Set out every line of the records below as a Markdown table with two columns, Row for the row number and Text for the line itself. Leave out blank lines.

# START OF Source data

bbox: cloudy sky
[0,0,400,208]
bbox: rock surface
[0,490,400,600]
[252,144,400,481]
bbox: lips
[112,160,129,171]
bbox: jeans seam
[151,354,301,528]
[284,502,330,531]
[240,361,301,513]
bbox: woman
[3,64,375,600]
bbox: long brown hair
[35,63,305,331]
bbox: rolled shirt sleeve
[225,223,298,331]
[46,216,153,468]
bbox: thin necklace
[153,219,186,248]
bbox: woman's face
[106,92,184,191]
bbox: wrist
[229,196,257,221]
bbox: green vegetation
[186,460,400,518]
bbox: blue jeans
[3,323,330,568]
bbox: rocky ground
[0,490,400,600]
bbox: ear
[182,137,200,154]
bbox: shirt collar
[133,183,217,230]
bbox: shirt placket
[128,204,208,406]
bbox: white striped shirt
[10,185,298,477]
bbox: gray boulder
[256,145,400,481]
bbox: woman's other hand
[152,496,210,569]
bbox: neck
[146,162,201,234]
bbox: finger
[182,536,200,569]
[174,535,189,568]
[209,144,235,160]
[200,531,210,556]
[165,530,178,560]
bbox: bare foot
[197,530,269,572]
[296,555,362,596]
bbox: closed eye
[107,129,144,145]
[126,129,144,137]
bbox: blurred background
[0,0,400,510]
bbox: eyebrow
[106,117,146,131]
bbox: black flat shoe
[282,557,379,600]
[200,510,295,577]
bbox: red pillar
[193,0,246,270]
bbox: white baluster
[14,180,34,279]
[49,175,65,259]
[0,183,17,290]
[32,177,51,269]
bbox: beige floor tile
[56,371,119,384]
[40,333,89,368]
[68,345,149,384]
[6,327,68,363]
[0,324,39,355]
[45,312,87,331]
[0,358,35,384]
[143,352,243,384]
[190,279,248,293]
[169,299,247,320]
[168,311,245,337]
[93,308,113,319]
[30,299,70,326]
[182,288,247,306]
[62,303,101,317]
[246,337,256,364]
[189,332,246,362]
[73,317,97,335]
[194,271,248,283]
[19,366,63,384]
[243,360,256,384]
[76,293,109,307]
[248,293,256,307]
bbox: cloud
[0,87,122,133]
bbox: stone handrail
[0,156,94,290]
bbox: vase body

# END OF Source data

▶ **Answer in full**
| Row | Text |
|---|---|
| 1 | bbox: cloudy sky |
| 2 | [0,0,400,208] |
| 3 | bbox: rock surface |
| 4 | [0,490,400,600] |
| 5 | [252,144,400,481] |
| 6 | bbox: lips |
| 7 | [112,160,129,171] |
| 8 | bbox: jeans seam |
| 9 | [151,354,301,528] |
| 10 | [284,502,330,531] |
| 11 | [240,361,301,513] |
| 12 | bbox: woman |
| 13 | [3,64,375,600] |
| 14 | bbox: long brown hair |
| 15 | [35,63,305,331] |
| 16 | bbox: rolled shirt sleeve |
| 17 | [225,223,298,331] |
| 18 | [46,216,153,468] |
| 19 | bbox: thin necklace |
| 20 | [153,219,186,248] |
| 21 | bbox: woman's face |
| 22 | [106,92,184,191] |
| 23 | bbox: wrist |
| 24 | [229,196,257,221] |
| 25 | bbox: green vegetation |
| 26 | [186,460,400,518] |
| 27 | bbox: blue jeans |
| 28 | [3,323,330,568] |
| 29 | bbox: rocky ground |
| 30 | [0,490,400,600] |
| 31 | bbox: ear |
| 32 | [182,137,200,154] |
| 33 | bbox: shirt collar |
| 34 | [133,183,217,230] |
| 35 | bbox: shirt placket |
| 36 | [128,204,208,406] |
| 37 | bbox: white striped shirt |
| 38 | [10,185,298,477] |
| 39 | bbox: gray boulder |
| 40 | [256,145,400,481] |
| 41 | bbox: woman's other hand |
| 42 | [152,496,210,569] |
| 43 | bbox: neck |
| 44 | [146,162,201,234] |
| 45 | bbox: finger |
| 46 | [182,536,200,569] |
| 47 | [174,535,189,568] |
| 48 | [209,144,235,160] |
| 49 | [200,531,210,556] |
| 50 | [165,530,178,560] |
| 51 | bbox: bare foot |
| 52 | [197,530,269,572] |
| 53 | [296,555,362,596] |
| 54 | bbox: closed eye |
| 55 | [107,129,144,145] |
| 56 | [126,129,144,137] |
| 57 | bbox: blurred background |
| 58 | [0,0,400,510] |
| 59 | bbox: eyebrow |
| 60 | [106,117,146,131] |
| 61 | bbox: black flat shoe |
| 62 | [282,557,379,600] |
| 63 | [200,510,295,577] |
| 64 | bbox: red pillar |
| 65 | [193,0,246,270] |
| 66 | bbox: white baluster |
| 67 | [14,180,34,279] |
| 68 | [49,175,65,259] |
| 69 | [0,183,17,290] |
| 70 | [32,177,51,269] |
| 71 | bbox: beige floor tile |
| 72 | [56,371,119,384] |
| 73 | [40,333,89,368] |
| 74 | [68,345,149,384] |
| 75 | [6,327,68,363] |
| 76 | [0,324,39,355] |
| 77 | [45,312,87,331] |
| 78 | [0,358,35,384] |
| 79 | [143,352,243,384] |
| 80 | [190,279,248,293] |
| 81 | [169,299,247,320] |
| 82 | [168,311,245,337] |
| 83 | [93,308,113,319] |
| 84 | [30,299,70,326] |
| 85 | [182,288,247,306] |
| 86 | [62,303,101,317] |
| 87 | [246,337,256,364] |
| 88 | [189,332,246,362] |
| 89 | [73,317,97,335] |
| 90 | [194,271,248,283] |
| 91 | [19,366,63,384] |
| 92 | [243,360,256,384] |
| 93 | [76,293,109,307] |
| 94 | [248,293,256,307] |
| 95 | bbox: cloud |
| 96 | [0,87,122,133] |
| 97 | bbox: stone handrail |
| 98 | [0,156,94,290] |
| 99 | bbox: vase body |